#### PAGE TEXT:
━━━━━━━━━━
# Kubota BX 1870 Tail Lights Not working



## Richard Garcia (Feb 6, 2019)

Hello,

I am having trouble locating the fuse for the Tail lights on my BX 1870. The main fuse box list turn lights, ROP, acc, etc. but not the Tail Lights. I can't find any reference in the manual that list where the Tail Light fuse is.

Head lights work, turn/hazard lights work, all fuses in the main box are tested and good. No power getting to the (red) tail lights.

Any ideas appreciated.


----------



## Hoodoo Valley (Nov 14, 2006)

Welcome to the forum Richard. Are you the original owner? I'd go through and make sure nothing has come or been unplugged, and the connections are good clean and tight. I have a BX 2200 and I know the fuse box on my machine is not really attached to anything.


----------



## Richard Garcia (Feb 6, 2019)

Thanks!

I'm not the original owner so that does add some mystery. It is a 2014 with 290 hours on it (i've put 10 on it). I've changed all fluids and filters and noticed that the tail lights aren't working (the only flaw I have found with it).

All connections are tested and solid. No power is getting to the tail lights when the head lights are on (which is when they are supposed to light up). None of the fuses in the main panel (now pictured in the original post) go the the tail lights so i'm wondering if there is another fuse of box that I don't know about...


----------



## bbirder (Feb 26, 2006)
━━━━━━━━━━
#### SET TASK 1:
In the forum thread about the Kubota BX 1870 tail lights, how many hours did the 2014 tractor have on it?
#### SET TASK 2:
Resume the forum thread on the Kubota BX 1870 tail lights from the point where it stops.

#### GIVEN MATERIAL:
━━━━━━━━━━
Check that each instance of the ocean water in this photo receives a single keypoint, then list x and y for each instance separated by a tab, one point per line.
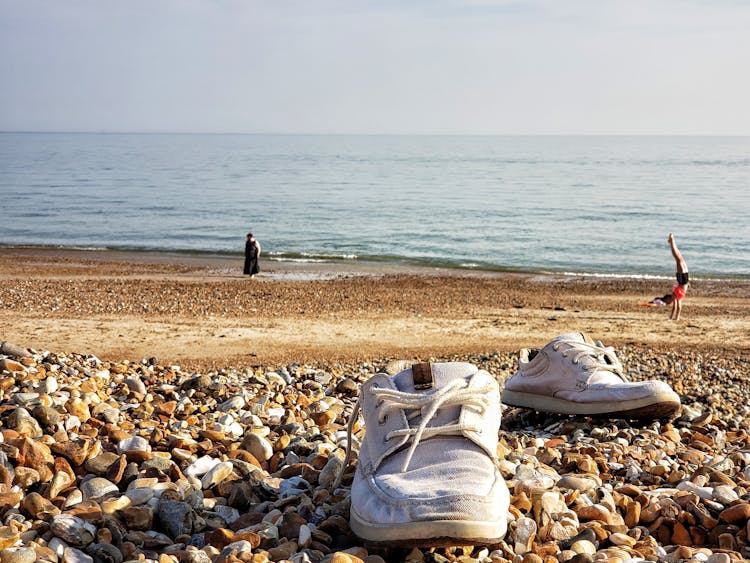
━━━━━━━━━━
#### WRITTEN ANSWER 1:
290 hours.

#### WRITTEN ANSWER 2:
I would trace the wiring backwards looking for voltage with this type of tester. Check both sides of the connector even though it is plugged in you might have a bad connection to the plug. When you find voltage you have solved your problem
Oh, I might add....Check with the headlights on so you are sending power to the lights in question.


----------



## Richard Garcia (Feb 6, 2019)

bbirder said:


> I would trace the wiring backwards looking for voltage with this type of tester. Check both sides of the connector even though it is plugged in you might have a bad connection to the plug. When you find voltage you have solved your problem
> Oh, I might add....Check with the headlights on so you are sending power to the lights in question.
> View attachment 43455



I have one that is similar... I also downloaded the WSM which confirms that the tail lights do in fact share the fuse with the head lights (and dash and even fuel switch - i think) which was part of my original question. I'm going to start over (backwards as you suggest)...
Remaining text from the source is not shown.